_Goal of the exercise_:
Give the data below as a JSON list of strings, one string per line, leaving out blank lines.

_Material for this exercise_:
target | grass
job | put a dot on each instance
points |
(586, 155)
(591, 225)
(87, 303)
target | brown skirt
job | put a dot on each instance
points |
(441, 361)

_Exercise answer_:
[
  "target | grass",
  "job | put a dot on each instance",
  "points |",
  "(586, 155)",
  "(591, 225)",
  "(87, 303)",
  "target | brown skirt",
  "job | put a dot on each instance",
  "points |",
  "(441, 361)"
]